- **Text block**:
···
The real feat of hydraulic engineering at Fathpur Sikri is revealed in the elaborate system of lifting the water from the ground level to the top of the ridge where the palace
complex, the nobles’ quarters and houses of the main civic population were located.
A survey of Fathpur Sikri reveals that the imperial system of water-supply was divided into two sections – the Northern water works, situated near the Hāthipol and the
Southern Water works, near the Hakim’s Baths. These water works, were apparently designed to meet the entire need for water in the Palace Complex as well as the town of Fathpur Sikri.
···
Dataset records

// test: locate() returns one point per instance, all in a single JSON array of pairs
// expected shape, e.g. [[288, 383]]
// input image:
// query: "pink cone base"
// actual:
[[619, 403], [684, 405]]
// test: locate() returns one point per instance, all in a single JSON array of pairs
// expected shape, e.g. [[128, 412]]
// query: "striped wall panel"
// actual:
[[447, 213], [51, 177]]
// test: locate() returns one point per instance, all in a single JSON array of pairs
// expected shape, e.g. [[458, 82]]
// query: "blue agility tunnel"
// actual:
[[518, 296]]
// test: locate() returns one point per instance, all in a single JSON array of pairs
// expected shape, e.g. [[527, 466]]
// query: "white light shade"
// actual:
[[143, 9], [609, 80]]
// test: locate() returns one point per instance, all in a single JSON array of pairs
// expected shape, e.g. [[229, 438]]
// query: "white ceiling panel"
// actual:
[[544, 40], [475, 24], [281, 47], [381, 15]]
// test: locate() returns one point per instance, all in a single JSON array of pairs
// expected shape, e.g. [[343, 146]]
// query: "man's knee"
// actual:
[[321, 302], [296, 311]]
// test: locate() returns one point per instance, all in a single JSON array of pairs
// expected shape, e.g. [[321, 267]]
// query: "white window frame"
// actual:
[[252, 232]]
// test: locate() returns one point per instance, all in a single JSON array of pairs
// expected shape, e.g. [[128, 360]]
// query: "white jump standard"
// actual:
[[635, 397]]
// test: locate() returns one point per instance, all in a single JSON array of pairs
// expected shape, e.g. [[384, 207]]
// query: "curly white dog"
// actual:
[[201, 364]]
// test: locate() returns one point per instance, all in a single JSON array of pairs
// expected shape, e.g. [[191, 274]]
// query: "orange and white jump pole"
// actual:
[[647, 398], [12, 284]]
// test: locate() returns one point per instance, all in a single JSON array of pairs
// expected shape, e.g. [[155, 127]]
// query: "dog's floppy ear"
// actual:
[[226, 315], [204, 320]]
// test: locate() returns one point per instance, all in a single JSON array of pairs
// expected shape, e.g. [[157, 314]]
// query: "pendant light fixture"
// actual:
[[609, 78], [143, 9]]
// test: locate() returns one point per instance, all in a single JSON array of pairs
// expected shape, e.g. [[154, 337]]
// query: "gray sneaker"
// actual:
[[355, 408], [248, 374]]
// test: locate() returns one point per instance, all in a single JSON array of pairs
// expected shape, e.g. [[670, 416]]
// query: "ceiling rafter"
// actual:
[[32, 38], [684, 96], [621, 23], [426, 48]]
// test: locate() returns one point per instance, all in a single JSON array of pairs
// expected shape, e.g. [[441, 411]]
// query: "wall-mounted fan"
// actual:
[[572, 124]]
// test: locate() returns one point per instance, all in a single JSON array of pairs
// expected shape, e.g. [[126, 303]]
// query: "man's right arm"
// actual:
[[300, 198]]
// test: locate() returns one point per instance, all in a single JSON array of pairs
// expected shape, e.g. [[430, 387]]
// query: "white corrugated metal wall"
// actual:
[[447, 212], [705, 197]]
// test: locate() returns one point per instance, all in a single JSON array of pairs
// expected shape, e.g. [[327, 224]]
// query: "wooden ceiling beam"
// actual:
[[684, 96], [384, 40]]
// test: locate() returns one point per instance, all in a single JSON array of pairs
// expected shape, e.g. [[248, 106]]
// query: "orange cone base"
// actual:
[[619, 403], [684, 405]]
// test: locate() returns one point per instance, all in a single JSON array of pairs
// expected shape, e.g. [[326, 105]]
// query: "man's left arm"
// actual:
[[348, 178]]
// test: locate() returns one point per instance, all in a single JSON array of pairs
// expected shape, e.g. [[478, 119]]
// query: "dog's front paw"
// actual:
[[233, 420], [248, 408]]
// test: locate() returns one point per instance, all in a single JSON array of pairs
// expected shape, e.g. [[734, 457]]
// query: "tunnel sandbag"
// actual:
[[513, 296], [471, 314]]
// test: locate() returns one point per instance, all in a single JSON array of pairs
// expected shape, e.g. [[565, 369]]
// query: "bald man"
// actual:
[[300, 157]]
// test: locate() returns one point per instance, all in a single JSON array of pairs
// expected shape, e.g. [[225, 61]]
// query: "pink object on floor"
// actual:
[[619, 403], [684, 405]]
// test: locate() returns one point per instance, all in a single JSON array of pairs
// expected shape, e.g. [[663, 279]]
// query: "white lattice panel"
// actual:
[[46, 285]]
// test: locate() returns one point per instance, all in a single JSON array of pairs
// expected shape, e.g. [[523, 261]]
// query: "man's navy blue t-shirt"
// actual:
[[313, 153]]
···
- **Required tasks**:
[a] Summarize the passage on Fathpur Sikri's water supply in two sentences.
[b] Reproduce the Fathpur Sikri passage word for word, from "A survey of" up to and including "of Fathpur Sikri.".

- **Answers to the tasks**:
[a] The real hydraulic feat at Fathpur Sikri was an elaborate system that lifted water from ground level to the top of the ridge, where the palace complex, the nobles' quarters and the houses of the main civic population stood. A survey shows the imperial water supply was divided into the Northern water works near the Hāthipol and the Southern Water works near the Hakim's Baths, apparently designed to meet the entire need for water in the Palace Complex and the town.

[b]
A survey of Fathpur Sikri reveals that the imperial system of water-supply was divided into two sections – the Northern water works, situated near the Hāthipol and the
Southern Water works, near the Hakim’s Baths. These water works, were apparently designed to meet the entire need for water in the Palace Complex as well as the town of Fathpur Sikri.